Tasks and exercises —
1. In the passage about Mr. Watkins, give back the section between "Bill Futterer, owner" and "didn’t have to.", inclusive, with "baseball bat" changed to "hockey stick".
2. According to the passage about Mr. Watkins, how long did he serve in city and county politics?
3. Carry the passage about Mr. Watkins forward from its final sentence.

*** Page ***

McLaurin and I could recall blessedly few instances of racial violence in Rockingham accompanying school integration, and “much of that peace can be attributed to people like Mr. Watkins,” who served as a conduit between the races, he said.
Bill Futterer, owner of WAYN-AM radio, called that “an accurate portrayal of him, but his significance goes beyond that. He’s an institution not just in education, but in politics.” He noted that Watkins served three decades in city and county politics.
As an educator, he wasn’t one of those bullhorn-totin’, swaggering principals patrolling the hallways with a baseball bat like that clown in the movie “Lean on Me.”
In the decades I knew him, I never heard him raise his voice. He didn’t have to.

*** Given data ***

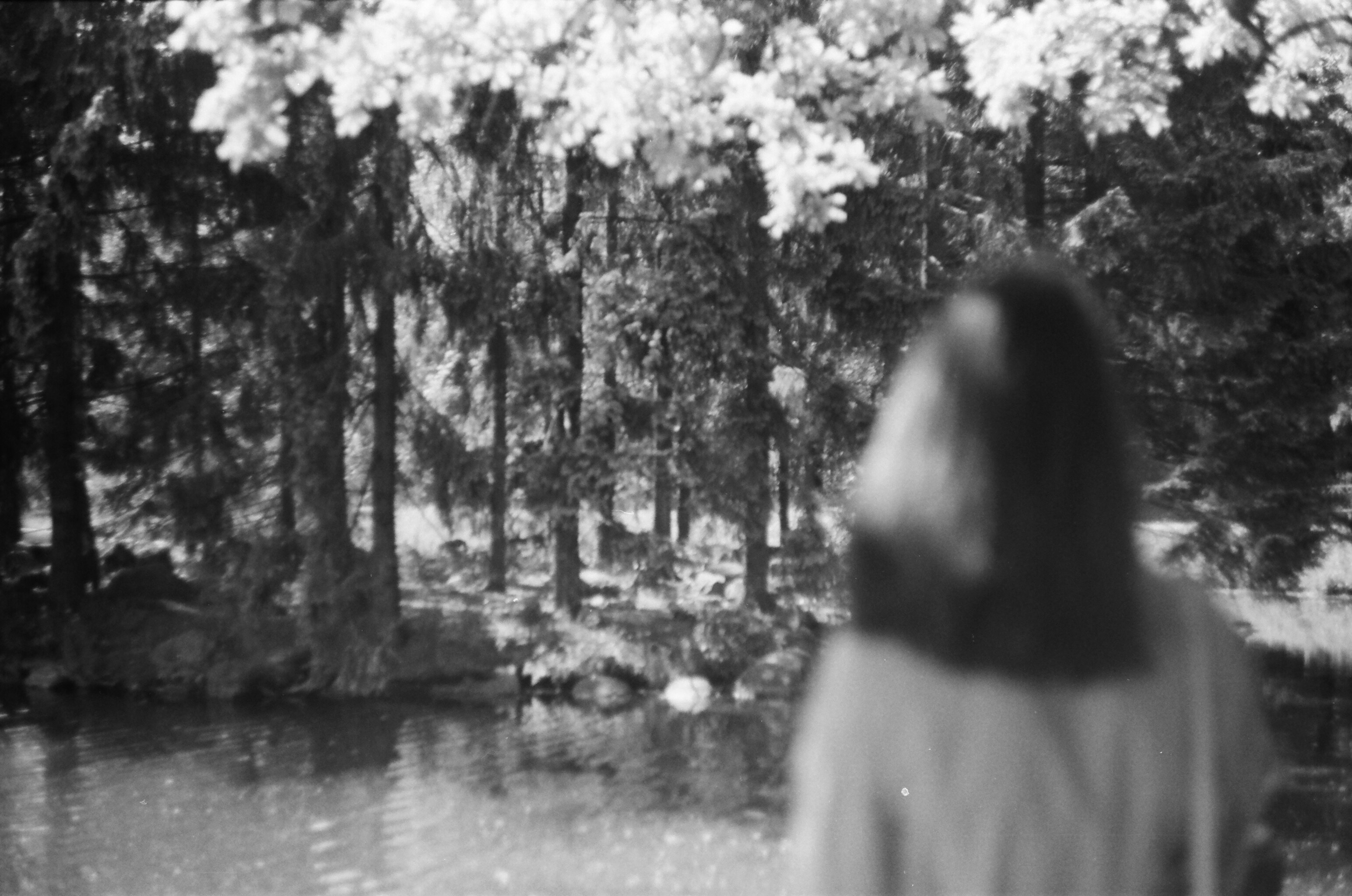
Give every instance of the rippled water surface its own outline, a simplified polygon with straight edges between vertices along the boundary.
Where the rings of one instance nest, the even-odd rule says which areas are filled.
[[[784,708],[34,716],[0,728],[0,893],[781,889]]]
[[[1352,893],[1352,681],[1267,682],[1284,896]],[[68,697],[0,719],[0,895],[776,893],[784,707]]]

***
*** Given data ***

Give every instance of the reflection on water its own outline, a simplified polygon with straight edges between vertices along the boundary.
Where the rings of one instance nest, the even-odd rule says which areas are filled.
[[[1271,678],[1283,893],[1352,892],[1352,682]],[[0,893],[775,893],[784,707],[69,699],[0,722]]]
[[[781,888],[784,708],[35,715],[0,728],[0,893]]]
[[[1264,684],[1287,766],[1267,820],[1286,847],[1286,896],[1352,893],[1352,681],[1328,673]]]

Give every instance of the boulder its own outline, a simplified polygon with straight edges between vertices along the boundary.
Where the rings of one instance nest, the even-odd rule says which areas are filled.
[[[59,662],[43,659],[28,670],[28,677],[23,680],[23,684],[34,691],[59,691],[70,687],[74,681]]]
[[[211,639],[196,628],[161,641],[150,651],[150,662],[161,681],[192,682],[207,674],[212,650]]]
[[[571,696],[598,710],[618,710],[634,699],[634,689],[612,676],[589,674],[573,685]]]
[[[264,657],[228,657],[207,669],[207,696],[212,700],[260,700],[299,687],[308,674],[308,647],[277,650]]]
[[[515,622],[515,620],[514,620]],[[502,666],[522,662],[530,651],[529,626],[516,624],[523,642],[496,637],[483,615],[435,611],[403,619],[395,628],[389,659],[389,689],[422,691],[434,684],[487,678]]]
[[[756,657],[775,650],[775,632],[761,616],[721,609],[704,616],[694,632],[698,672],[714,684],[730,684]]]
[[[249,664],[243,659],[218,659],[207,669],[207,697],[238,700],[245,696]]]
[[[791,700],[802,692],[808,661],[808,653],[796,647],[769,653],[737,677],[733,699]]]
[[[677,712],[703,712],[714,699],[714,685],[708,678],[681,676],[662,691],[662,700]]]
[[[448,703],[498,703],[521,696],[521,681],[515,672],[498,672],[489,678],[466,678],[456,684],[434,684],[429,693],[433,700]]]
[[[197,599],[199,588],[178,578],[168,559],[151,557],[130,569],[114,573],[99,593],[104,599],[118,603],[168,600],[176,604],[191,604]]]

***

Written responses —
1.
Bill Futterer, owner of WAYN-AM radio, called that “an accurate portrayal of him, but his significance goes beyond that. He’s an institution not just in education, but in politics.” He noted that Watkins served three decades in city and county politics.
As an educator, he wasn’t one of those bullhorn-totin’, swaggering principals patrolling the hallways with a hockey stick like that clown in the movie “Lean on Me.”
In the decades I knew him, I never heard him raise his voice. He didn’t have to.

2. Three decades.

3.
Even if he doesn’t make a history book, people like Mr. Watkins were essential to moving this country forward. Just try to imagine what this country would look like today without unsung people like him fighting peacefully to ensure that America would live up to its creed.
On second thought, don’t.
Late into his 90s, he was still motorvating around, registering voters — he reportedly helped future N.C. Supreme Court Justice Henry Frye register to vote — ensuring that food banks had enough vittles, being a steadying, comforting presence.
Mr. Watkins heeded the counsel of poet Dylan Thomas: he did not go gentle into that good night. And we’re all the better for it.